## DOCUMENT SECTION:
★ ★ ★ ★ ★ ★ ★
Outreach Education

Bring the Museum’s exhibitions and collections to your students with activities designed for the classroom. This is a program designed for groups unable to visit the Museum. Depending upon the program, staff will visit your school and conduct a program on-site.

Programs

Fonville Gallery
30 minutes, recommended for 6-8th grades

How does one “read” photographs? What clues do they give about the past? Information hidden in photographs can specify dates, events and even fashion styles. This activity will show students the types of details to pick out in photographs to detect “clues” about the people and subjects represented.

A Visual Hertiage
30 minutes to 1 hour, recommended for 9-12th grades

What can photographs teach us about the past? Even photographs have a narrative relating past events. This activity is designed to show photographs within a historical context. In viewing historical photographs, students are asked to critically think about each photograph and the stories they have to tell. Students are welcome to bring old family photographs.

Creative Writing
45 minutes to an hour, recommended for 2nd-6th grades

Journals were used to record people’s lives. They documented daily events. They noted feelings and emotions. This activity will show students how a primary resource can provide a wealth of information. Students will make their own journals and participate in writing some of their own stories.

It’s All in the Bag
30 to 45 minutes, recommended for 4-8th grades

Artifacts have different functions and meanings. This activity illustrates the different types of information that can be obtained using sources such as three-dimensional objects, photographs, period magazines, period newspapers, etc. Students will be given bags to determine what the items are and how they were used. This is a very open-ended activity that may vary according to the teacher’s lesson plans.
★ ★ ★ ★ ★ ★ ★
## REQUIRED WORK:
1) Print the part of the outreach education page from "Journals were used" up to and including "teacher’s lesson plans.".
2) On the outreach education page, which grades is the "It's All in the Bag" program recommended for?
3) Finish out the next part of the outreach education page, picking up after its final sentence.

[A few lines]
★ ★ ★ ★ ★ ★ ★
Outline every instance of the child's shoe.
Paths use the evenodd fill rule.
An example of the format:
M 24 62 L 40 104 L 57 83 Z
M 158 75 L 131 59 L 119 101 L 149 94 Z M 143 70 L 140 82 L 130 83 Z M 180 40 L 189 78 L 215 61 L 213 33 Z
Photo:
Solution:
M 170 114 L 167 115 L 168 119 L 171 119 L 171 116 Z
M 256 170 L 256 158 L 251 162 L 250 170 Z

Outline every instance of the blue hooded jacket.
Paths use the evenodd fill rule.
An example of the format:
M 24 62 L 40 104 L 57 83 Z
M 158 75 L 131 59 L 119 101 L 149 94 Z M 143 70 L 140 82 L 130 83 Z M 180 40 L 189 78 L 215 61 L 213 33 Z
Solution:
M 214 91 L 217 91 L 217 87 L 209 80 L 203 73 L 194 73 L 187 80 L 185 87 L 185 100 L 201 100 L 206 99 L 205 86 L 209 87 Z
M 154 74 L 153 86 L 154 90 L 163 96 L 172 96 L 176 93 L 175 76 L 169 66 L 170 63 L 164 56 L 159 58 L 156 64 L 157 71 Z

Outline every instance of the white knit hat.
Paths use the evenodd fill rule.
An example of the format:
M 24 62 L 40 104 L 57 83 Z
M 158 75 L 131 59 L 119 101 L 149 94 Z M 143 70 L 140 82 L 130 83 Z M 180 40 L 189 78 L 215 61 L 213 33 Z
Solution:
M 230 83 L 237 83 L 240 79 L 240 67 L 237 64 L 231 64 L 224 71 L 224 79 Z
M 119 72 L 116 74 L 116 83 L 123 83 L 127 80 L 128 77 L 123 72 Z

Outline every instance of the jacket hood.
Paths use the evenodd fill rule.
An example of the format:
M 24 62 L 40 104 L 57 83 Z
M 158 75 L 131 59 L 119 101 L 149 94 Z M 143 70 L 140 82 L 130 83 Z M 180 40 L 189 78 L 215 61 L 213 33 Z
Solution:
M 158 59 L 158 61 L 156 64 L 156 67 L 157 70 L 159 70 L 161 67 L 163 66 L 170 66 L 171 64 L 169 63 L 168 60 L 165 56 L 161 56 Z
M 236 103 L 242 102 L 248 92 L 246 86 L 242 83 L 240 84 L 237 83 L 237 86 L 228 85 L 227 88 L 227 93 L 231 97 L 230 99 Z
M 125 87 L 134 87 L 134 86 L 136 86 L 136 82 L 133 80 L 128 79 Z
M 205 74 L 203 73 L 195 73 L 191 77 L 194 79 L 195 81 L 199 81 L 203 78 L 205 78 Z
★ ★ ★ ★ ★ ★ ★
## REPLIES:
1)
Journals were used to record people’s lives. They documented daily events. They noted feelings and emotions. This activity will show students how a primary resource can provide a wealth of information. Students will make their own journals and participate in writing some of their own stories.

It’s All in the Bag
30 to 45 minutes, recommended for 4-8th grades

Artifacts have different functions and meanings. This activity illustrates the different types of information that can be obtained using sources such as three-dimensional objects, photographs, period magazines, period newspapers, etc. Students will be given bags to determine what the items are and how they were used. This is a very open-ended activity that may vary according to the teacher’s lesson plans.

2) 4-8th grades

3)
Newspaper Wars
30 to 45 minutes, recommended for 9-12th grades

In the early years of the town, there were often two, three or more newspapers “warring” with each other. Newspaper rivalries were common as papers competed to increase circulation to become the only paper in town. In viewing period newspapers, students will see content and context varied between different newspapers and see how historical events were covered and handled in contrast with today’s newspapers.

A Day in the Life
30 minutes to 1 hour, recommended for 1st-12th grades

Ever wonder what it would be like to live like a pioneer? What did a pioneer need to get done in one day to survive? Was it all work or was there time for fun? This activity will introduce students to daily living for early settlers. Students can explore a reproduced 1908 Sears Roebuck catalog to see many of the items used during the period. Learn the food they cooked, how they dressed and many other interesting facts.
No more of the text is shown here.